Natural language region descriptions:
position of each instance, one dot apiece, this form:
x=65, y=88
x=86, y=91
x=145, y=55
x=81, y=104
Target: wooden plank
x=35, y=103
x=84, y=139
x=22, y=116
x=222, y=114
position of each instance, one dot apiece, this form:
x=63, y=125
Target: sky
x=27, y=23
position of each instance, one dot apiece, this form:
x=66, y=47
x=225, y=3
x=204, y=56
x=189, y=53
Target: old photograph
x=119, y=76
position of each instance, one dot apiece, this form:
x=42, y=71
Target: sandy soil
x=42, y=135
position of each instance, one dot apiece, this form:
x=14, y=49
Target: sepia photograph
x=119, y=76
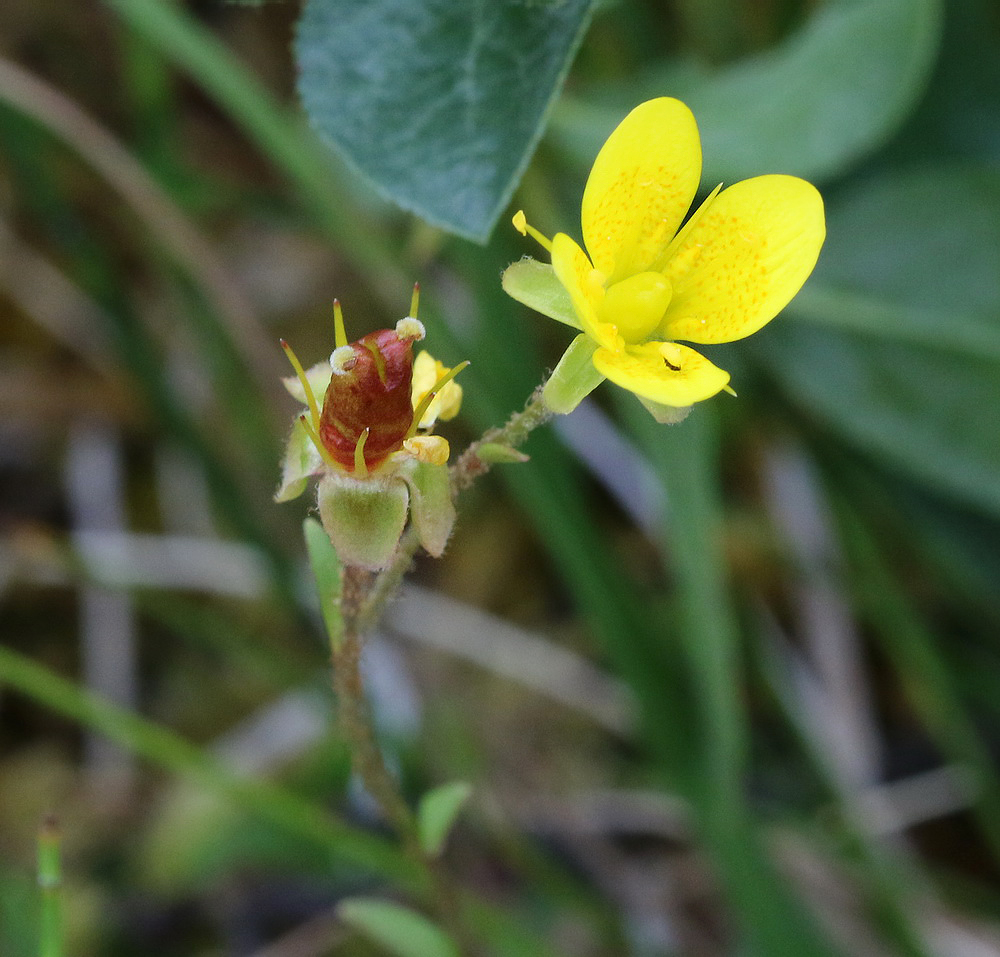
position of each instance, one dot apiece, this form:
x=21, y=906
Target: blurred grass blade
x=50, y=884
x=437, y=813
x=278, y=131
x=930, y=687
x=162, y=746
x=686, y=455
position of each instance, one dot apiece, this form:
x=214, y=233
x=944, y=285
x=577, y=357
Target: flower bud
x=369, y=391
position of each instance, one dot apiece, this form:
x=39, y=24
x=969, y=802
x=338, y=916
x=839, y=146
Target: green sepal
x=665, y=414
x=574, y=378
x=536, y=285
x=431, y=504
x=363, y=517
x=498, y=454
x=301, y=460
x=319, y=377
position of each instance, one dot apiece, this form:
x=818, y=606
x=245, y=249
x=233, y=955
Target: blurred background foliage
x=725, y=687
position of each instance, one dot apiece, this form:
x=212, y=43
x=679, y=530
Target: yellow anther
x=432, y=449
x=522, y=225
x=421, y=410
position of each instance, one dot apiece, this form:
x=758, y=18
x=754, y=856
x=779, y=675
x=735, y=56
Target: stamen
x=373, y=348
x=425, y=403
x=340, y=333
x=360, y=465
x=415, y=300
x=409, y=327
x=324, y=452
x=525, y=229
x=342, y=360
x=306, y=387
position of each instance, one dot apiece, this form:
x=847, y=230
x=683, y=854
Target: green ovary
x=636, y=305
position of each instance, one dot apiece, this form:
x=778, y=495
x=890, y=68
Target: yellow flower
x=732, y=267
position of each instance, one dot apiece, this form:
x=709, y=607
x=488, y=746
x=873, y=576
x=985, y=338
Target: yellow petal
x=745, y=258
x=585, y=287
x=665, y=372
x=641, y=187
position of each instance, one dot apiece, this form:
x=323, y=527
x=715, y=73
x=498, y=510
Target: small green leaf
x=437, y=813
x=498, y=454
x=401, y=931
x=440, y=104
x=573, y=378
x=535, y=284
x=326, y=567
x=301, y=460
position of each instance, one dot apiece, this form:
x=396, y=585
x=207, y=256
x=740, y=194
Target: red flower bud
x=369, y=390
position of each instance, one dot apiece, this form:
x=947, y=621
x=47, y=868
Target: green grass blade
x=162, y=746
x=49, y=883
x=911, y=646
x=686, y=455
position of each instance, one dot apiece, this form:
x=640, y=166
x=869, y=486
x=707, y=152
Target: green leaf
x=398, y=929
x=535, y=284
x=439, y=104
x=909, y=366
x=812, y=106
x=326, y=568
x=437, y=813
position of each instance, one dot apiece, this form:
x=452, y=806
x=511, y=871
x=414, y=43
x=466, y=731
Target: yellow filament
x=373, y=348
x=306, y=387
x=340, y=333
x=324, y=453
x=426, y=401
x=360, y=465
x=522, y=225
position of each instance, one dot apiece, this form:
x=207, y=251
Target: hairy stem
x=362, y=603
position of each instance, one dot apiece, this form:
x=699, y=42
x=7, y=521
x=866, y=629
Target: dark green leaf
x=437, y=813
x=439, y=103
x=399, y=930
x=912, y=271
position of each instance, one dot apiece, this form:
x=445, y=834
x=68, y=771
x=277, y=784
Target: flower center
x=636, y=305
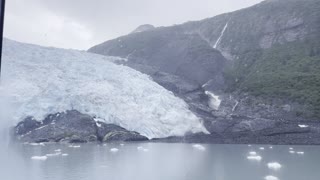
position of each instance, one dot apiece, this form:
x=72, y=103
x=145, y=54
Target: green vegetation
x=290, y=71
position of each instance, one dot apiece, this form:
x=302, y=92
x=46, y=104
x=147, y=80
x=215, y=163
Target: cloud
x=81, y=24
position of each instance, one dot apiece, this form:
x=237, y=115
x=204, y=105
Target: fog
x=80, y=24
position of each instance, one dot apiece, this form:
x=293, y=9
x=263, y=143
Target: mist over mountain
x=258, y=62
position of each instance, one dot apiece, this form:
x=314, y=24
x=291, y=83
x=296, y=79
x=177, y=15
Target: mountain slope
x=272, y=47
x=39, y=81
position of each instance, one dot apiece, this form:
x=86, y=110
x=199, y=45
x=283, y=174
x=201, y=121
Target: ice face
x=39, y=81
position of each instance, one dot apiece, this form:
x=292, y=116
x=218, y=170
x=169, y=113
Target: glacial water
x=158, y=161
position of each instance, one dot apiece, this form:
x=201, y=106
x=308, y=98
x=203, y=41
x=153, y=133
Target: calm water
x=160, y=161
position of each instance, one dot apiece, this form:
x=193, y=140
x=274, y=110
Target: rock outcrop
x=72, y=127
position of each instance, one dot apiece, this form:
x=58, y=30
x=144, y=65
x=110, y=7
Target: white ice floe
x=292, y=152
x=114, y=150
x=199, y=147
x=54, y=154
x=303, y=126
x=274, y=165
x=39, y=158
x=271, y=178
x=98, y=124
x=75, y=146
x=142, y=149
x=37, y=144
x=38, y=81
x=254, y=158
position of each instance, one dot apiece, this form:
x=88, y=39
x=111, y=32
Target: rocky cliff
x=251, y=68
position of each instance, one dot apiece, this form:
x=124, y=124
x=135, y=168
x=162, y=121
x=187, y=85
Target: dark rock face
x=183, y=58
x=142, y=28
x=168, y=50
x=72, y=127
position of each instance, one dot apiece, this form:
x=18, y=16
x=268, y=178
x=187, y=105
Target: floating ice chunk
x=37, y=144
x=114, y=150
x=98, y=124
x=274, y=165
x=75, y=146
x=39, y=158
x=199, y=147
x=303, y=126
x=55, y=154
x=254, y=158
x=271, y=178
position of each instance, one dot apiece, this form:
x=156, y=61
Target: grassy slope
x=290, y=71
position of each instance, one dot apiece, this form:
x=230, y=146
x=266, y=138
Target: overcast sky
x=80, y=24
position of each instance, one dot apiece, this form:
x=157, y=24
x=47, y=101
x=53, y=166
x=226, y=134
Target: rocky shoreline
x=75, y=127
x=72, y=127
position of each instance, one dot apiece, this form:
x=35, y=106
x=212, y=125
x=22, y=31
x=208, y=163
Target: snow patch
x=41, y=80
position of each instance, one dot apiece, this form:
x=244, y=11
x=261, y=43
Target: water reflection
x=161, y=161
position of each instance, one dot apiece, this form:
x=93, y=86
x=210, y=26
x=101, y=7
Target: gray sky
x=80, y=24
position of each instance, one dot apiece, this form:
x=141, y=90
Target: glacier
x=37, y=81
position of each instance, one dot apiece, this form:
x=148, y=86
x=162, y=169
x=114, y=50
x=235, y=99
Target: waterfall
x=214, y=100
x=220, y=37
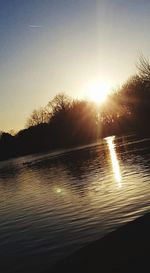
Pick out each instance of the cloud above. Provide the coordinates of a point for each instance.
(35, 26)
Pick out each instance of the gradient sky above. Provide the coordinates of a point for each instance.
(49, 46)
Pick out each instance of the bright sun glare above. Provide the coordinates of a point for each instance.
(98, 92)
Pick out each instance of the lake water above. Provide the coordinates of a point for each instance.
(52, 204)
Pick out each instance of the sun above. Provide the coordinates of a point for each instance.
(98, 92)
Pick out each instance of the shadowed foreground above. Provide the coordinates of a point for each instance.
(124, 250)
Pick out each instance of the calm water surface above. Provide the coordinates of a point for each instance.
(52, 204)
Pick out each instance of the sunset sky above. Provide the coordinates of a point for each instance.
(49, 46)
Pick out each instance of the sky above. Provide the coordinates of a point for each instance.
(52, 46)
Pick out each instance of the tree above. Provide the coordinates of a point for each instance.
(60, 102)
(143, 67)
(42, 115)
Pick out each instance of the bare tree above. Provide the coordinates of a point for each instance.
(42, 115)
(60, 102)
(143, 67)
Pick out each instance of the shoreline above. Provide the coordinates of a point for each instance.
(126, 249)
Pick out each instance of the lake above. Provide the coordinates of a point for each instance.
(54, 203)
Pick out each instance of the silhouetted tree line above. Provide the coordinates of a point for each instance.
(66, 122)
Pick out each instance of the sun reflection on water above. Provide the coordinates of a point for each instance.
(114, 160)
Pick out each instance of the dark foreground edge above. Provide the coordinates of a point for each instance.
(124, 250)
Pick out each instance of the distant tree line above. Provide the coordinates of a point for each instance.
(65, 122)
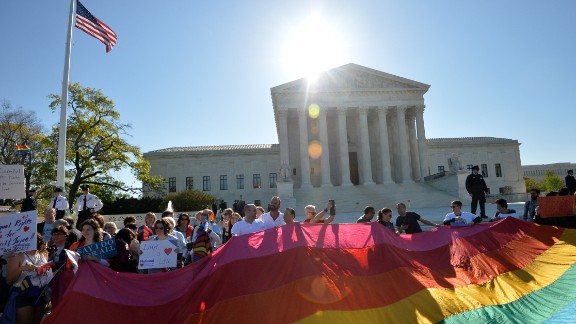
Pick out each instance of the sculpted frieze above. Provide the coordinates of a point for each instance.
(337, 80)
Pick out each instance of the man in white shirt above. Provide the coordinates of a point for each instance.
(59, 203)
(249, 224)
(45, 228)
(86, 205)
(460, 218)
(274, 217)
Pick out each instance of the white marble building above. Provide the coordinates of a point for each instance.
(356, 135)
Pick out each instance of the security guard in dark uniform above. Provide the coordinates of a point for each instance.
(476, 187)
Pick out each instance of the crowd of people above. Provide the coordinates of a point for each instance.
(194, 238)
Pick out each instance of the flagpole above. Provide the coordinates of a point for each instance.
(60, 176)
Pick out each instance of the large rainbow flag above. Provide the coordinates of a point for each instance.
(509, 271)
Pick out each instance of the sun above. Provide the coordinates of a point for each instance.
(313, 46)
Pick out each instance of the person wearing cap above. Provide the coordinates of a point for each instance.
(29, 203)
(59, 203)
(86, 204)
(477, 189)
(570, 182)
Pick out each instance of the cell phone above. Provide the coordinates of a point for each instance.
(333, 209)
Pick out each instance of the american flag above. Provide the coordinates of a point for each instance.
(94, 27)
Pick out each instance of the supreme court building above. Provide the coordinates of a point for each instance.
(355, 135)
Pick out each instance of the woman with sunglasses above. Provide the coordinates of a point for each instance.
(184, 226)
(227, 224)
(385, 218)
(91, 233)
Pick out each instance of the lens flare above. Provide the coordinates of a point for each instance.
(313, 111)
(315, 149)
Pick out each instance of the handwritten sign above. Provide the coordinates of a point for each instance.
(104, 249)
(157, 254)
(555, 206)
(12, 182)
(18, 232)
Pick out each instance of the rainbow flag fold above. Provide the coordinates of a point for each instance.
(508, 271)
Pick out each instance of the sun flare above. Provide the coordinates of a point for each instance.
(313, 46)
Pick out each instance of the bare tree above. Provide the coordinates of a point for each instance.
(20, 127)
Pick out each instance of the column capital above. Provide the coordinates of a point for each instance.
(363, 110)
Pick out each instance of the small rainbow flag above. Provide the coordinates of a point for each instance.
(23, 149)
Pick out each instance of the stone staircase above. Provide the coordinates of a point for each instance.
(355, 198)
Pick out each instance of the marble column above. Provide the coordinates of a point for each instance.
(325, 157)
(343, 147)
(304, 159)
(384, 146)
(414, 156)
(422, 146)
(283, 140)
(404, 146)
(365, 143)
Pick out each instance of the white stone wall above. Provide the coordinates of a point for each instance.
(231, 164)
(478, 151)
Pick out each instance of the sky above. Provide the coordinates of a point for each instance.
(196, 73)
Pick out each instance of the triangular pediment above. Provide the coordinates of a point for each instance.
(351, 77)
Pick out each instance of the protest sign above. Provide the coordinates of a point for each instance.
(104, 249)
(12, 181)
(157, 254)
(18, 232)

• THE TASK
Among the entries above, take the lines from the one with "Target: wooden plank" through the one with "x=969, y=802" and retype them exactly, leaving out the pictures.

• EXERCISE ANSWER
Target: wooden plank
x=35, y=103
x=84, y=139
x=22, y=116
x=222, y=114
position of each instance, one dot apiece, this form:
x=63, y=125
Target: sky
x=27, y=23
position of each instance, one dot apiece, this form:
x=66, y=47
x=225, y=3
x=204, y=56
x=189, y=53
Target: old photograph
x=119, y=76
position of each instance, one dot apiece, this form:
x=42, y=71
Target: sandy soil
x=42, y=135
position of each instance, one dot apiece, this form:
x=14, y=49
Target: sepia photograph
x=119, y=76
position of each instance, one dot apiece, this form:
x=21, y=906
Target: blurred grass blade
x=50, y=884
x=437, y=813
x=278, y=131
x=930, y=687
x=162, y=746
x=686, y=455
position of each instance, one dot apiece, this form:
x=214, y=233
x=944, y=285
x=577, y=357
Target: flower bud
x=369, y=391
position of each instance, one dot apiece, this form:
x=39, y=24
x=969, y=802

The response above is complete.